**Document passage:**
»»

Lynching in the United States of America, a story

*Lynching in the United States of America is affirmed on this date in 1830. Lynching was the widespread occurrence of extrajudicial killings beginning in the Pre-Civil War South until the 20th century American Civil Rights movement in the 1950s and 1960s.

Although many of the victims of lynching in the U.S. for the first few decades of the practice were predominantly white Southerners, after the American Civil War emancipated roughly 4 million enslaved Blacks, they became the primary targets of lynching beginning in the Reconstruction era. Lynching’s in the U.S. reached its height from the 1890s to the 1920s and primarily targeted Blacks and other ethnic nonwhites. The American South saw the majority of lynchings, although racially motivated lynching’s occurred in the Midwest and border states. These overlapped with the Great Migration of Blacks out of the American South and were often perpetrated to enforce white supremacy and intimidate ethnic nonwhites through racial terrorism.

A significant number of lynching victims were accused of murder or attempted murder. Rape, attempted rape or other forms of sexual assault were the second most common accusation, often being pretexts for lynching African Americans who violated Jim Crow era protocol or engaged in economic competition with whites. In his seminal An American Dilemma (1944), Myrdal Gunnar concluded that findings demonstrate "a lynching is not merely a punishment against an individual but a disciplinary device against the Negro group." According to the Tuskegee Institute, 4,743 people were lynched between 1882 and 1968 in the United States, including 3,446 African Americans and 1,297 whites.

««

**Collected material:**
»»

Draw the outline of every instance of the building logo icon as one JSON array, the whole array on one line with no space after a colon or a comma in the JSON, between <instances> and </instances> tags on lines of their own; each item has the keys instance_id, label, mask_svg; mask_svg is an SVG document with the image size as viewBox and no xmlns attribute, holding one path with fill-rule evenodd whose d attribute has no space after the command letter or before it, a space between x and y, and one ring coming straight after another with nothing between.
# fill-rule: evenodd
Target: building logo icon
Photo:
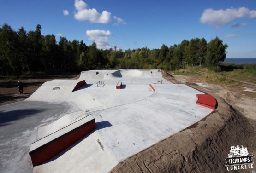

««

**Brief 1:**
Rewrite the passage on lynching in the United States, starting at the words "Lynching in the United States of America, a" and ending after "1950s and 1960s.", with "extrajudicial killings" changed to "extralegal killings".
**Brief 2:**
In the passage on lynching in the United States, how many people does the Tuskegee Institute say were lynched in the United States between 1882 and 1968?

**Written reply 1:**
Lynching in the United States of America, a story

*Lynching in the United States of America is affirmed on this date in 1830. Lynching was the widespread occurrence of extralegal killings beginning in the Pre-Civil War South until the 20th century American Civil Rights movement in the 1950s and 1960s.

**Written reply 2:**
4,743 people